DOCUMENT SEGMENT:
In the 2nd example, we'll manually create dataframe, including a column of nested data, of 10 of my favorite wines over the past few years and apply 2 methods to reshape it. 

In [20]:
# Create list of producers of the wine I had
Producers = ['Descendientes de J Palacios','Petrusa','Vila Vina','Ivan Dolac','Quinta do Crasto','Bargylus','Dom do Bibei Lalama','Avignonesi','Vina Tondonia','Alcyone']

# Create list of dictionaries containing info on each wine producer for the wine I had 
Info = [{'Variety': 'Mencia', 'Region':'Bierzo', 'Country':'Spain','Vintage':'2006'},
         {'Variety': 'Schioppetino', 'Region':'Colli Orientali del Friuli','Country':'Italy', 'Vintage':'2010'},
         {'Variety': 'Prokupac', 'Region':'West Morava','Country':'Serbia', 'Vintage':'2016'},
         {'Variety': 'Old Vines', 'Region':'Douro','Country':'Portugal', 'Vintage':'2015'},
         {'Variety': 'Plavac Mali', 'Region':'Hvar','Country':'Croatia', 'Vintage':'2014'},
         {'Variety': 'Syrah-Cabarnet-Merlot', 'Region':'Latakia','Country':'Syria', 'Vintage':'2010'},
         {'Variety': 'Mencia', 'Region':'Ribeira Sacra','Country':'Spain', 'Vintage':'2010'},
         {'Variety': 'Merlot', 'Region':'Toscana (IGT)','Country':'Italy', 'Vintage':'2010'},
         {'Variety': 'Tempranillo-Garnacha', 'Region':'Rioja', 'Country':'Spain','Vintage':'2005'},
         {'Variety': 'Tannat', 'Region':'Canelones','Country':'Uruguay', 'Vintage':'2016'}]

# Create dataframe calling dictionary constructor with keys as producrs and info
wines = pd.DataFrame(dict(Producers=Producers,Info=Info))

DATASET RECORDS:
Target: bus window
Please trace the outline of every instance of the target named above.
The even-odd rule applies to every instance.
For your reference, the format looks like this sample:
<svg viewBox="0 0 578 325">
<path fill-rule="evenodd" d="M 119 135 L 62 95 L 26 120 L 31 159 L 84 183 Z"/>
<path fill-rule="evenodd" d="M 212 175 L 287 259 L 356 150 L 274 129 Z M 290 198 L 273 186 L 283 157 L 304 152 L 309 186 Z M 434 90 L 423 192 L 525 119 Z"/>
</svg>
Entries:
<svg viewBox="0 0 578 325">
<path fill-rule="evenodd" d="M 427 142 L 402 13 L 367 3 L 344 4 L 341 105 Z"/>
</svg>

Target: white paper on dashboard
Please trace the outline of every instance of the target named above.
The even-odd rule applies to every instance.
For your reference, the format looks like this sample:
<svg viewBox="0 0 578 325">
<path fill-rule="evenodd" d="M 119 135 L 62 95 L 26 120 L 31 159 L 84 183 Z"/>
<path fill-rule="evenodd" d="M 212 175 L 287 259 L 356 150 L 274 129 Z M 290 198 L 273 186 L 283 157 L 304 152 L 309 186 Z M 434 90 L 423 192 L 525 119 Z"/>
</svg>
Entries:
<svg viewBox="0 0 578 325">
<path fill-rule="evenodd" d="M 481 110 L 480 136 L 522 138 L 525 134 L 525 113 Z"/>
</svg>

==

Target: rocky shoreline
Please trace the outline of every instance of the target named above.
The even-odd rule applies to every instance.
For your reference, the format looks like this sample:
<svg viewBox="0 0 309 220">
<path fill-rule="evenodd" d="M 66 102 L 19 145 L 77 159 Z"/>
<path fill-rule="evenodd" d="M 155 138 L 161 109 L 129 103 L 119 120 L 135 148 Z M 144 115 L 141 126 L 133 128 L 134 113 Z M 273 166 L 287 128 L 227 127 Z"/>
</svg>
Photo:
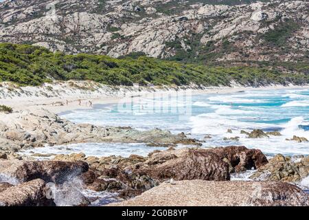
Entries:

THINGS TO DO:
a: Answer these from the wine dataframe walkthrough, one line each, marked (i), (ii), (iii):
(i) How many wines does the walkthrough say will go into the dataframe?
(ii) Which variety appears for two different wines?
(iii) What vintage is given for the Tannat?
b: Pick up the wine dataframe walkthrough where it stops and carry it on.

THE RESULTS:
a:
(i) 10
(ii) Mencia
(iii) 2016

b:
# Checking the dataframe - the info column contains dictionaries
wines

Unnamed: 0,Producers,Info
0,Descendientes de J Palacios,"{'Variety': 'Mencia', 'Region': 'Bierzo', 'Cou..."
1,Petrusa,"{'Variety': 'Schioppetino', 'Region': 'Colli O..."
2,Vila Vina,"{'Variety': 'Prokupac', 'Region': 'West Morava..."
3,Ivan Dolac,"{'Variety': 'Old Vines', 'Region': 'Douro', 'C..."
4,Quinta do Crasto,"{'Variety': 'Plavac Mali', 'Region': 'Hvar', '..."
5,Bargylus,"{'Variety': 'Syrah-Cabarnet-Merlot', 'Region':..."
6,Dom do Bibei Lalama,"{'Variety': 'Mencia', 'Region': 'Ribeira Sacra..."
7,Avignonesi,"{'Variety': 'Merlot', 'Region': 'Toscana (IGT)..."
8,Vina Tondonia,"{'Variety': 'Tempranillo-Garnacha', 'Region': ..."
9,Alcyone,"{'Variety': 'Tannat', 'Region': 'Canelones', '..."


### 4a. Method 1: .to_list()

One method to convert the above dataframe with a column of dictionaries is to call .to_list() to flatten out dictionaries into a list, convert to a dataframe, and concatenate with producers.

In [24]:
# Let's check. we see that we have 1 column for each key
info = wines['Info'].to_list()

# Convert list into a dataframe
info = pd.DataFrame(info)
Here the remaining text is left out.